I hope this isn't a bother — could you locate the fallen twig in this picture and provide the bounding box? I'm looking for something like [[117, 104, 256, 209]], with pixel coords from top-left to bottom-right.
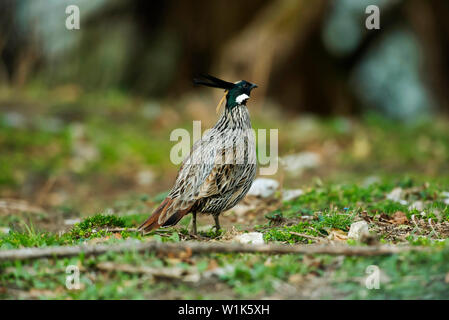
[[0, 240, 427, 261], [290, 231, 329, 242]]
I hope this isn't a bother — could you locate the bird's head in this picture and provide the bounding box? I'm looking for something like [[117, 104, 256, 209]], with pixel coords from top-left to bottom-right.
[[193, 75, 257, 109]]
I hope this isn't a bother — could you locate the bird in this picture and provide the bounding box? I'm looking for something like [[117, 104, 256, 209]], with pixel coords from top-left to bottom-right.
[[138, 74, 257, 236]]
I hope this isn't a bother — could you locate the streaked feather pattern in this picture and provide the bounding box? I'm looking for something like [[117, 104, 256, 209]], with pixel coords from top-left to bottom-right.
[[139, 94, 257, 232]]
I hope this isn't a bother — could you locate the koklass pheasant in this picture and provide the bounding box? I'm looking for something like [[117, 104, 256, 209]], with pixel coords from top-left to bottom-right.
[[139, 75, 257, 235]]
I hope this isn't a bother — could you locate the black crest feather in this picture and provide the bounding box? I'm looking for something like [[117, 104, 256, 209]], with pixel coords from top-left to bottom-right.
[[193, 74, 234, 90]]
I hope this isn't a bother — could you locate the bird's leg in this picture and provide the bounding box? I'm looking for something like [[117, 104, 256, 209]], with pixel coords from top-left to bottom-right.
[[190, 212, 196, 236], [214, 215, 221, 232]]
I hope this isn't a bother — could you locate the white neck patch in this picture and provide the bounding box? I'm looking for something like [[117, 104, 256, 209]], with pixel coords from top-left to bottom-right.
[[235, 94, 249, 104]]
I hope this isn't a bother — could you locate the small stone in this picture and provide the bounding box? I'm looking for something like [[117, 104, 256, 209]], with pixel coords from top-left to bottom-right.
[[387, 188, 403, 202], [235, 232, 265, 244], [248, 178, 279, 198], [348, 221, 369, 241]]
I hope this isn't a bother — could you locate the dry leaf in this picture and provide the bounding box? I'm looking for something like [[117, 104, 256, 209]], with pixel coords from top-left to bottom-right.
[[327, 229, 348, 241]]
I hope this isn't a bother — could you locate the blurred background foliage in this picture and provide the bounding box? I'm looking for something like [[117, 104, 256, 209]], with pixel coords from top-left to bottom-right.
[[0, 0, 449, 220]]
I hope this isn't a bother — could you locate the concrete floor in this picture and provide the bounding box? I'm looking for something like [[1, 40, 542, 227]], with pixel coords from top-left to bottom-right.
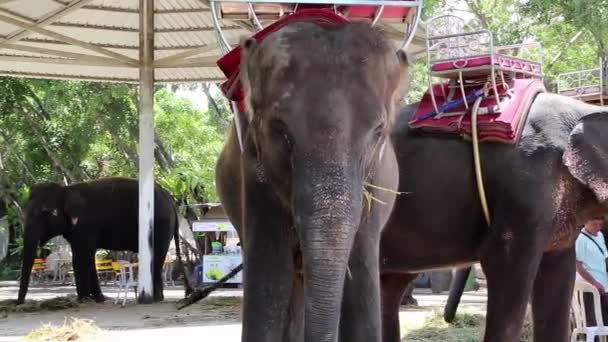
[[0, 282, 486, 342]]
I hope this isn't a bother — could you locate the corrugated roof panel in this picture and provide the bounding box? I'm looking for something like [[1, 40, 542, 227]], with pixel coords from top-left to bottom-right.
[[2, 0, 63, 18], [90, 0, 138, 10], [58, 8, 139, 31], [0, 0, 424, 82], [0, 61, 139, 81]]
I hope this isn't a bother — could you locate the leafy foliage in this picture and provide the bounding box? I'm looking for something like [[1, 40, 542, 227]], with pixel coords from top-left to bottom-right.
[[0, 77, 230, 256]]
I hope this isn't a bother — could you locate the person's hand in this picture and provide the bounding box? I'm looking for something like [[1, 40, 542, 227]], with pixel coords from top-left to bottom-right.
[[591, 281, 606, 295]]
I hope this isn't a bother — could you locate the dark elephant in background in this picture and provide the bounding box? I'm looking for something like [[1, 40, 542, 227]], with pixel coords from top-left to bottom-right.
[[216, 23, 408, 342], [380, 94, 608, 342], [17, 177, 187, 304]]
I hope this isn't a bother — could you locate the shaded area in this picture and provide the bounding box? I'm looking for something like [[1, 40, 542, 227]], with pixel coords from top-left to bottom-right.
[[0, 295, 79, 314], [401, 310, 533, 342]]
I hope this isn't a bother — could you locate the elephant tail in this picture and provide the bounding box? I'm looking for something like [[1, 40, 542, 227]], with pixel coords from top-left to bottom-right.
[[173, 208, 192, 296], [443, 267, 471, 323], [178, 263, 243, 310]]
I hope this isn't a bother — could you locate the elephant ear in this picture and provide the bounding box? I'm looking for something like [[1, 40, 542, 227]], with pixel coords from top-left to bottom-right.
[[64, 190, 86, 226], [563, 112, 608, 203]]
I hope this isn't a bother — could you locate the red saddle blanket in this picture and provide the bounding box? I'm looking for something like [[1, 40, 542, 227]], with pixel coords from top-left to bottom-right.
[[409, 78, 546, 144]]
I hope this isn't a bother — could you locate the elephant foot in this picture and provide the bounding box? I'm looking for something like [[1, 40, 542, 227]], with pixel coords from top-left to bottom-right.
[[93, 293, 106, 303], [78, 296, 94, 303], [401, 296, 418, 306]]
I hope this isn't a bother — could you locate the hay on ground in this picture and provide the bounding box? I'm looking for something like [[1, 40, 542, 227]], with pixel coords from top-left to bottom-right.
[[25, 318, 101, 342], [0, 295, 79, 313], [403, 311, 533, 342]]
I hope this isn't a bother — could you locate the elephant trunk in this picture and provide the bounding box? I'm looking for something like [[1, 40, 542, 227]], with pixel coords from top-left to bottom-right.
[[294, 158, 362, 342], [17, 227, 40, 304]]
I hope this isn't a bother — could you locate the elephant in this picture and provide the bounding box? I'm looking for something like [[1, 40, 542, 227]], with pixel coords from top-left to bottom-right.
[[216, 22, 411, 342], [17, 177, 188, 304], [380, 93, 608, 342]]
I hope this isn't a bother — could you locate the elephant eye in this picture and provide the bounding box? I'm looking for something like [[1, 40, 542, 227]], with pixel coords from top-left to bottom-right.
[[373, 122, 385, 140], [270, 119, 293, 149]]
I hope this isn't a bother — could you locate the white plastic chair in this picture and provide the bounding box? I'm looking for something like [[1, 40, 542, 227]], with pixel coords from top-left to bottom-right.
[[571, 281, 608, 342], [114, 260, 137, 306]]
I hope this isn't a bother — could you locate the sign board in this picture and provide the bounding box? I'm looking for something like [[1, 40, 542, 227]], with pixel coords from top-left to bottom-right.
[[203, 254, 243, 284], [192, 220, 236, 233]]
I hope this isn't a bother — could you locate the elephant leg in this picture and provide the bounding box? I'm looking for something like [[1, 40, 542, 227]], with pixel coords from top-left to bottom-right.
[[89, 257, 106, 303], [532, 248, 576, 342], [281, 274, 304, 342], [152, 238, 170, 302], [380, 273, 416, 342], [72, 244, 95, 301], [242, 204, 299, 342], [339, 227, 382, 342], [481, 220, 544, 342]]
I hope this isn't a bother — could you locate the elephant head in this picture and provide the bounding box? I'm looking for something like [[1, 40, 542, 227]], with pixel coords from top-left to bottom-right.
[[17, 183, 85, 304], [240, 23, 408, 341]]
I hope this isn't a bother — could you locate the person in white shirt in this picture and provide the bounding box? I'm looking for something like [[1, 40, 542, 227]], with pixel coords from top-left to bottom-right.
[[576, 217, 608, 326]]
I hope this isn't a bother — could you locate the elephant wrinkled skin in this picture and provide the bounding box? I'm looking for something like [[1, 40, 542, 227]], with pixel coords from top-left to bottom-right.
[[216, 23, 408, 342], [380, 94, 608, 342], [17, 177, 188, 304]]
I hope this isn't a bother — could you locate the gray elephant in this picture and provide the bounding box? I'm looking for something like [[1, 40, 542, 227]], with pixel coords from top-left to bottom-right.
[[216, 23, 408, 342], [17, 177, 187, 304], [380, 94, 608, 342]]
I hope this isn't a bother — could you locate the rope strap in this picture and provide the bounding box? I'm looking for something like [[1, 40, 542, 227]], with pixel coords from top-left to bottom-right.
[[471, 96, 490, 226]]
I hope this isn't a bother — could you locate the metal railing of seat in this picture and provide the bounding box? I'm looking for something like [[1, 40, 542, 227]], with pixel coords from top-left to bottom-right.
[[426, 14, 543, 113], [557, 59, 608, 106], [210, 0, 422, 53]]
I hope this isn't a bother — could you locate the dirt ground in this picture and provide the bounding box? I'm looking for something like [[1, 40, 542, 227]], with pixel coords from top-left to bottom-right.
[[0, 282, 486, 342]]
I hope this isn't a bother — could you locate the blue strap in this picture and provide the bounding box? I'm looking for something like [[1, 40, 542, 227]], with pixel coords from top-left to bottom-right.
[[412, 88, 485, 122]]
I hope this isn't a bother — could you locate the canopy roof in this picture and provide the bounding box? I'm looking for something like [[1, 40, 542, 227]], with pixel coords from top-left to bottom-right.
[[0, 0, 424, 83]]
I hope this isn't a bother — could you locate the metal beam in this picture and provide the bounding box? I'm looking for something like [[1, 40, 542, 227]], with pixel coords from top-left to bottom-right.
[[0, 0, 92, 49], [50, 22, 242, 33], [154, 56, 221, 69], [4, 44, 131, 67], [137, 0, 154, 304], [53, 0, 209, 14], [0, 55, 129, 68], [154, 44, 217, 65], [0, 70, 226, 84], [0, 14, 139, 67]]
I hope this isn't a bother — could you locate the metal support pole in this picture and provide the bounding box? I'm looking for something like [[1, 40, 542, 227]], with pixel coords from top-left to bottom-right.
[[137, 0, 154, 304]]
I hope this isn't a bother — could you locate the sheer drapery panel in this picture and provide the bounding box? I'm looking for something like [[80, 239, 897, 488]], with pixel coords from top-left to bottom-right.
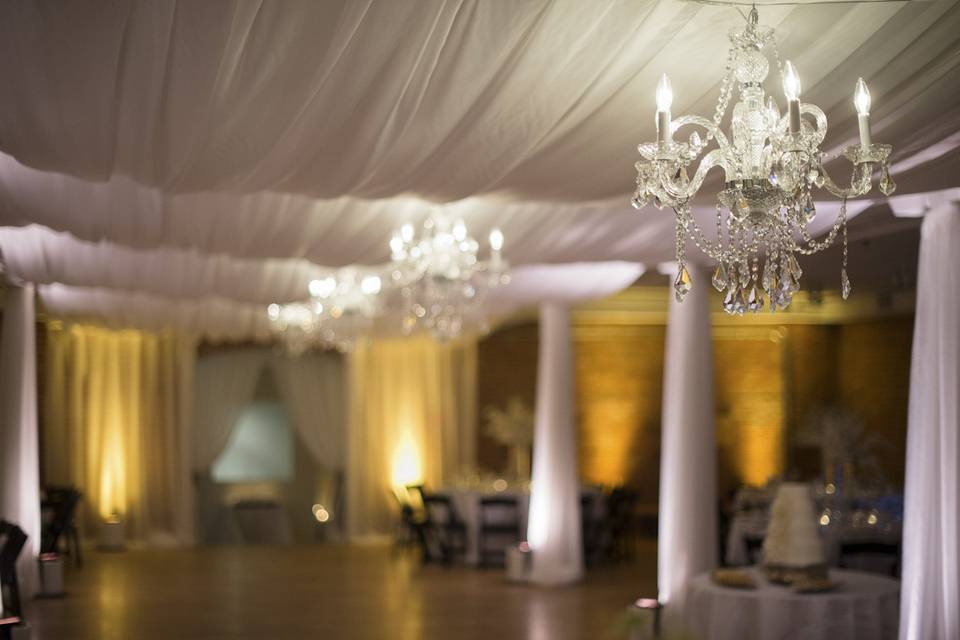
[[43, 322, 195, 544], [900, 203, 960, 640], [346, 338, 476, 540]]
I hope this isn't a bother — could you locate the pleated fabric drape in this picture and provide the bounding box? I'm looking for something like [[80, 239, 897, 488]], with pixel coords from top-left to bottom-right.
[[191, 347, 272, 473], [42, 322, 195, 544], [346, 338, 476, 541], [900, 204, 960, 640], [657, 264, 717, 615], [270, 352, 347, 472], [0, 285, 40, 598]]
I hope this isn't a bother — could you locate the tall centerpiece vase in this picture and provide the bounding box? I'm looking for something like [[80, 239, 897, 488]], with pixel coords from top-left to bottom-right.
[[484, 397, 533, 483]]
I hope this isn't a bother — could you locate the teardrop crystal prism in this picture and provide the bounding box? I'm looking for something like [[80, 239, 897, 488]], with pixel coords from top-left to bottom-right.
[[673, 265, 691, 302], [712, 262, 729, 291], [761, 258, 777, 293], [880, 167, 897, 196], [787, 253, 803, 280], [630, 189, 647, 209], [723, 287, 737, 315], [734, 289, 747, 316]]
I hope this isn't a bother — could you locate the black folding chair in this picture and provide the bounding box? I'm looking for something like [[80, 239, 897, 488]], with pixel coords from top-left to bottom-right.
[[839, 541, 900, 578], [423, 493, 467, 563], [479, 496, 520, 567], [0, 520, 27, 640], [40, 487, 83, 567]]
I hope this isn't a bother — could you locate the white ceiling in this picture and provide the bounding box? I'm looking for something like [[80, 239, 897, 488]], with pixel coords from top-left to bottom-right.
[[0, 0, 960, 337]]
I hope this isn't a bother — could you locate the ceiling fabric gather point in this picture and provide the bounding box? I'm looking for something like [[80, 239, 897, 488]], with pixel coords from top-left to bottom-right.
[[0, 0, 960, 339]]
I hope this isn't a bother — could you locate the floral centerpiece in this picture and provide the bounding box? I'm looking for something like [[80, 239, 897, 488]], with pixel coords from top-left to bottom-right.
[[483, 396, 533, 480]]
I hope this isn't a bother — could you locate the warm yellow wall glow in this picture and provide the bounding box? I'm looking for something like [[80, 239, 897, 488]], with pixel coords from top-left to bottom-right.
[[42, 322, 194, 539], [391, 433, 423, 496]]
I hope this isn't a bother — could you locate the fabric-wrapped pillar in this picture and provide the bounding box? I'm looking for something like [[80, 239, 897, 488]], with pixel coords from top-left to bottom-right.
[[657, 265, 717, 612], [900, 204, 960, 640], [0, 284, 40, 598], [527, 304, 583, 585]]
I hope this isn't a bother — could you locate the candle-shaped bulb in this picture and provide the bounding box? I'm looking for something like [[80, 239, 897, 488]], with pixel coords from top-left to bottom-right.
[[783, 60, 800, 100], [657, 74, 673, 111], [853, 78, 870, 116], [490, 227, 503, 251], [767, 96, 780, 124]]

**********

### GIVEN PROBLEM:
Reproduce verbatim the items above, starting at the line containing "locate the person's" and ending after the line containing "[[591, 281, 606, 295]]".

### FULL OUTPUT:
I hope this isn't a bother — could you locate the person's hand in this picture and provide the bounding box? I'm looking for something like [[1, 40, 542, 227]], with pixel coords from top-left to bottom-right.
[[591, 281, 606, 295]]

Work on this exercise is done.